***** Passage provided *****

Operator, let's open it up for Q&A.
Thank you, Mr. Ventura. [Operator Instructions] Our first question comes from the line of Doug Leggate from Bank of America Merrill Lynch. Please go ahead.
Thanks. Good morning, everyone. Good morning, Jeff.
Jeff, first of all, congratulations on another very strong operating quarter given the circumstances. But, I guess, the question that seems to be getting asked to a lot of your oily peers is, is there a level when you would consider putting rigs back to work? Now, I realize $2 gas price may be a little premature or certainly irrelevant in this market. But just conceptually, given the efficiencies that you have baked into the system, given the continued improvement you delivered for the last several years, what is your philosophy in terms of how you see Range’s longer-term targets evolving, assuming that gas prices do improve? And I’m thinking back to when you used to talk about 20-plus growth as an annual run rate in the longer-term.
That’s great question. Let me talk about it in a very conceptual way. Again, I think we’re in a great position. We’re in the highest quality gas play that’s there with economics, I think, that really rival any play. It’s a stack pay area. By the end of this year, it’s predominantly HBP, so we’ve got a lot of optionality not only in drilling Marcellus, Utica, or Upper Devonian, but drilling wet or dry. We’ve got really low maintenance CapEx, which I think is important. And I think is – if it isn’t best-in-class, it’s clearly right up there. Coupled with really good marketing agreements. Now, there are a lot – our newest piece that’s in place, Mariner East. So the ability to move ethane, propane or natural gas really to multiple markets around the US or even internationally, the ability to go back on existing pads, those are all key things. So I think what you’ll see is too is we’re in great shape in a low-price environment. We believe that a lot of good fundamentals are setting up for natural gas to improve. We think this will be the first year natural gas supply rolls since 2005 or something back like that, coupled with a time where demand is coming up. So in a lower – for a longer scenario, we are well-positioned. In a higher price scenario, we have a lot of optionality. Ray has talked about it and can continue to talk about. I think when you look at our fracking efficiency, it’s probably best-in-class or right up there, our drilling efficiency and wells. So we have the ability to ramp when need be. But we’re going to be very returns-focused. We’ll be sensitive to balance sheet and those types of things. So we have – we have a lot of optionality to push the throttle forward or to pull it back, which is, I think, the position that we want to be in. So that’s kind of a long-winded answer, but I think philosophically we’ll think about the returns we’re getting. We’ll think about the balance sheet and all those types of things. But we have a lot of optionality with what we have. The team continues to get better, better and better as evidenced by the capital efficiency and we have tried to slice and dice that in multiple ways, everything from a high-level graph that shows our capital efficiency to some of the specifics. And, again, feel free to ask Ray about some of those. I think when you look at them versus peers, they are impressive numbers. So that’s kind of philosophically how we look at it.

*****

[Directions for this task] In the earnings call excerpt, what does the speaker call the newest piece that is in place among the company's marketing agreements?

***** Entries provided *****

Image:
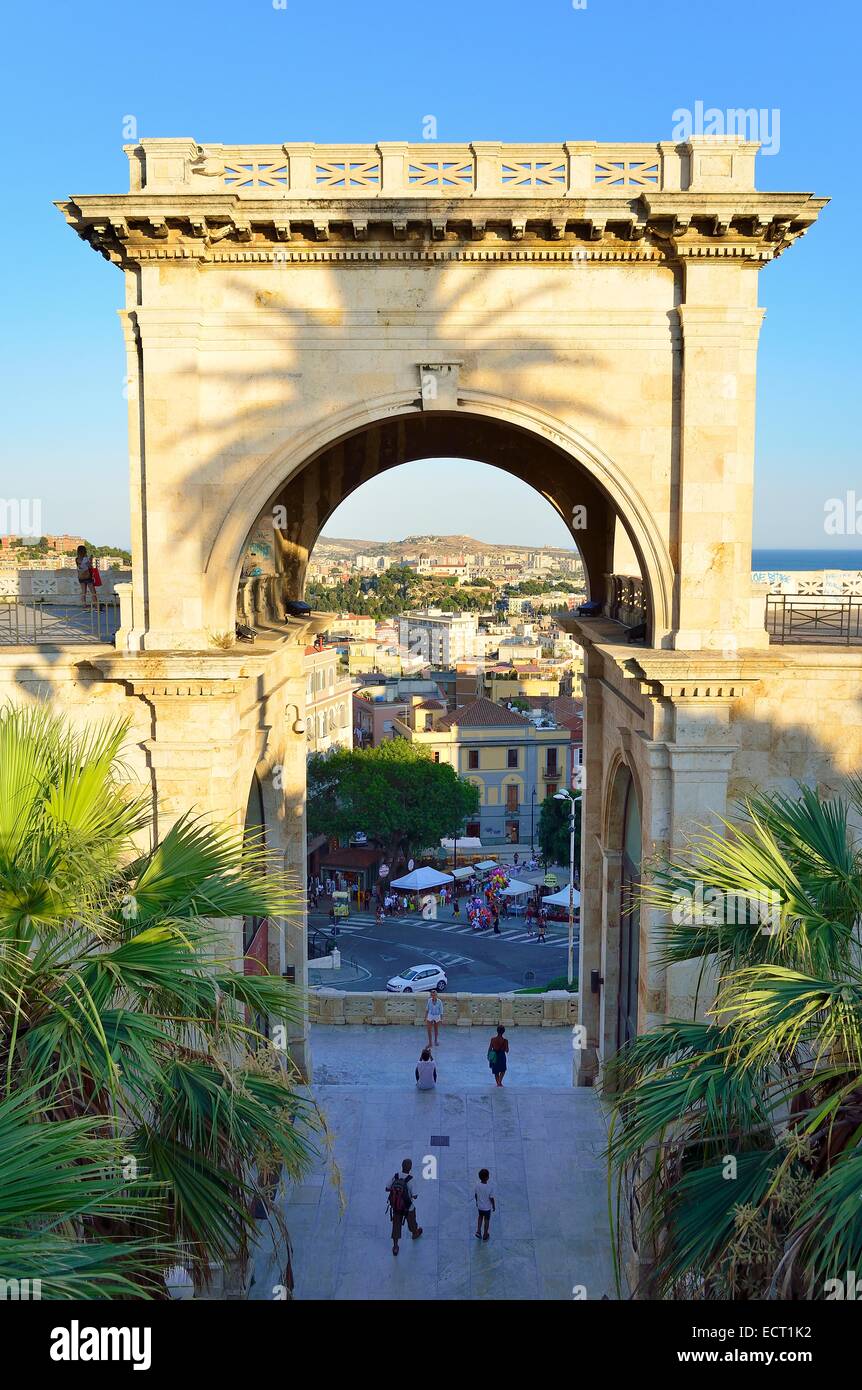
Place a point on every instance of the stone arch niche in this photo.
(592, 496)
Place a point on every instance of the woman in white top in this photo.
(434, 1016)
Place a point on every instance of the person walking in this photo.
(401, 1204)
(485, 1203)
(426, 1070)
(498, 1050)
(434, 1016)
(84, 566)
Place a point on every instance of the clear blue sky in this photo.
(362, 71)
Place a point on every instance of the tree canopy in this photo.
(554, 831)
(396, 794)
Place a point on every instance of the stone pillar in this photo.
(612, 869)
(719, 327)
(590, 952)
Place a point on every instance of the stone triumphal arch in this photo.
(302, 317)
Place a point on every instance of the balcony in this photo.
(54, 622)
(815, 619)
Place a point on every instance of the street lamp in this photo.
(566, 795)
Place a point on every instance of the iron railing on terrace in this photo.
(38, 622)
(834, 620)
(626, 601)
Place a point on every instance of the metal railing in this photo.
(815, 617)
(38, 622)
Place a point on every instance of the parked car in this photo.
(416, 979)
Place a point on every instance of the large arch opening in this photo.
(302, 484)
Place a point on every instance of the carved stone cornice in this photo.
(210, 228)
(700, 677)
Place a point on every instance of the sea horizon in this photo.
(763, 558)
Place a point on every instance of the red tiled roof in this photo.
(562, 706)
(481, 713)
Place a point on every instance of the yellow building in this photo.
(513, 762)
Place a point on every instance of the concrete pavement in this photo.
(541, 1139)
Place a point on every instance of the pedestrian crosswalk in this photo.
(516, 936)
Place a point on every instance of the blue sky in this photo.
(335, 71)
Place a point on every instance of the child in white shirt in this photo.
(485, 1203)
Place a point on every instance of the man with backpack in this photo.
(401, 1204)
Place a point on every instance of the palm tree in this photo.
(738, 1134)
(127, 1055)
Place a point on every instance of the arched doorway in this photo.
(630, 918)
(310, 478)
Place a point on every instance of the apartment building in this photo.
(328, 701)
(513, 762)
(440, 638)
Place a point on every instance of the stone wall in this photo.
(554, 1009)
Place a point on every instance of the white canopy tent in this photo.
(560, 900)
(515, 888)
(423, 879)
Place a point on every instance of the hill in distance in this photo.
(428, 545)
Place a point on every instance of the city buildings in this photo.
(328, 701)
(380, 704)
(440, 638)
(513, 761)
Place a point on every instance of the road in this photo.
(474, 961)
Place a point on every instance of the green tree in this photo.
(554, 833)
(770, 1079)
(142, 1115)
(396, 794)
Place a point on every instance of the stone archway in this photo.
(298, 316)
(309, 478)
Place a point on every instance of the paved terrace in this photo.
(541, 1139)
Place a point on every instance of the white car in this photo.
(416, 979)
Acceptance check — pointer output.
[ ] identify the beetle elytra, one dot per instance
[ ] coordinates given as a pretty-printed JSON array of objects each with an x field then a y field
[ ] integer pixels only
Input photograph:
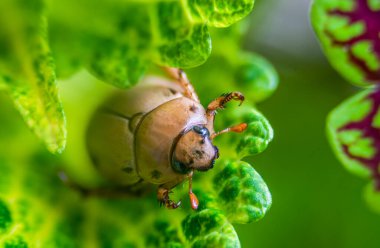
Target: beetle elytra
[{"x": 156, "y": 133}]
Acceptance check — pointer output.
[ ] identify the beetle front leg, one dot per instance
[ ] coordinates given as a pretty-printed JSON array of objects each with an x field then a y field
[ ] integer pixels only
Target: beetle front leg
[
  {"x": 181, "y": 78},
  {"x": 193, "y": 198},
  {"x": 163, "y": 198},
  {"x": 219, "y": 103}
]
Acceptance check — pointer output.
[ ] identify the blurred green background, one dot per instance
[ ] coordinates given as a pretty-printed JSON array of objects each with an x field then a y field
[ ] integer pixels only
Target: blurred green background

*****

[Exercise solution] Mariner East.